WORK REQUEST -> Print every entry exactly as written and exclude all images.

SOURCE MATERIAL ->
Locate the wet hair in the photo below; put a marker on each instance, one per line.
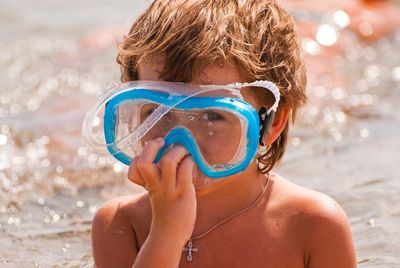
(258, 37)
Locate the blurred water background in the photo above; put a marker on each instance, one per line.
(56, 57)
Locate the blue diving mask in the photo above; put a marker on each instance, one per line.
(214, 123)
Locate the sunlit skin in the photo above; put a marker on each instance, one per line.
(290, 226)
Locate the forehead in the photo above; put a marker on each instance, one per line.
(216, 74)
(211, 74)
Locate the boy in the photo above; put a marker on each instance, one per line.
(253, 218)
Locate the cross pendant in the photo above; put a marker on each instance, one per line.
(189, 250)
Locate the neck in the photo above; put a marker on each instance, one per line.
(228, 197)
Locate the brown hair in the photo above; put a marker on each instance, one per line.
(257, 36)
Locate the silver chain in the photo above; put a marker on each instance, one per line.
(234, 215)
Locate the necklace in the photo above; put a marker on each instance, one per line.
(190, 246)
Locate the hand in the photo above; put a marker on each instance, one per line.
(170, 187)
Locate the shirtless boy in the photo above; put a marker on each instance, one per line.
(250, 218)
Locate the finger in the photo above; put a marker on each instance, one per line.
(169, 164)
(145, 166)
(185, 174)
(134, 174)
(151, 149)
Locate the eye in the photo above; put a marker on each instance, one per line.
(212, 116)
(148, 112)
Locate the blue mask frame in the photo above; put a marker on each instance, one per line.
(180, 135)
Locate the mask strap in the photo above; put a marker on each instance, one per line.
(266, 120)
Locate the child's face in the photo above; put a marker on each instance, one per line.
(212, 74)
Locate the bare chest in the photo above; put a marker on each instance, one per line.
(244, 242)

TASK SOLUTION ->
Locate the wet hair in the photo below; put a marker on each instance, one per line.
(258, 37)
Locate the blurred water background in the photo above; put a marker on each instance, one per line.
(56, 57)
Locate the blue diving mask in the photo above; put a marker on each instance, one per line.
(214, 123)
Locate the sunlit skin in the photo above; put a marker on each instance, one per line.
(290, 226)
Locate the forehead in the photo above; put a marker on each instance, one per line.
(216, 74)
(211, 74)
Locate the boy in the photo above; put a marker on each instance, one per line.
(253, 218)
Locate the cross pendant in the photo above; put a marker on each instance, one per line.
(189, 250)
Locate the neck in the photo above; put a marker on each instance, one per line.
(228, 197)
Locate the brown hair in the photo above; put a marker on each instance, one per line.
(257, 36)
Locate the silver chain in the photo above; put a marker on each instance, one per line.
(234, 215)
Locate the necklace in the photo above; put a marker on each instance, one per line.
(190, 246)
Locate the hand in the photo above; put a marker on each instance, one per line.
(170, 187)
Locate the shirtless boy in the photo above; put a marker on each instance, one per line.
(250, 218)
Locate the finger in the photo above; put a marker on each instance, one per line.
(169, 164)
(145, 166)
(185, 174)
(134, 174)
(151, 149)
Locate the eye in the photo above; put a marker on each instance, one per line.
(212, 116)
(148, 112)
Locate the blue mask frame in the photo above; put a marker on each instance, one per line.
(180, 135)
Locate the mask strap in the photo above; put a marker on each instance, one per line.
(266, 120)
Locate the child's face in the photo above; put a marker on each instance, one per line.
(212, 74)
Locate the bare chest in the photo above; put a marker on each instance, one per line.
(244, 242)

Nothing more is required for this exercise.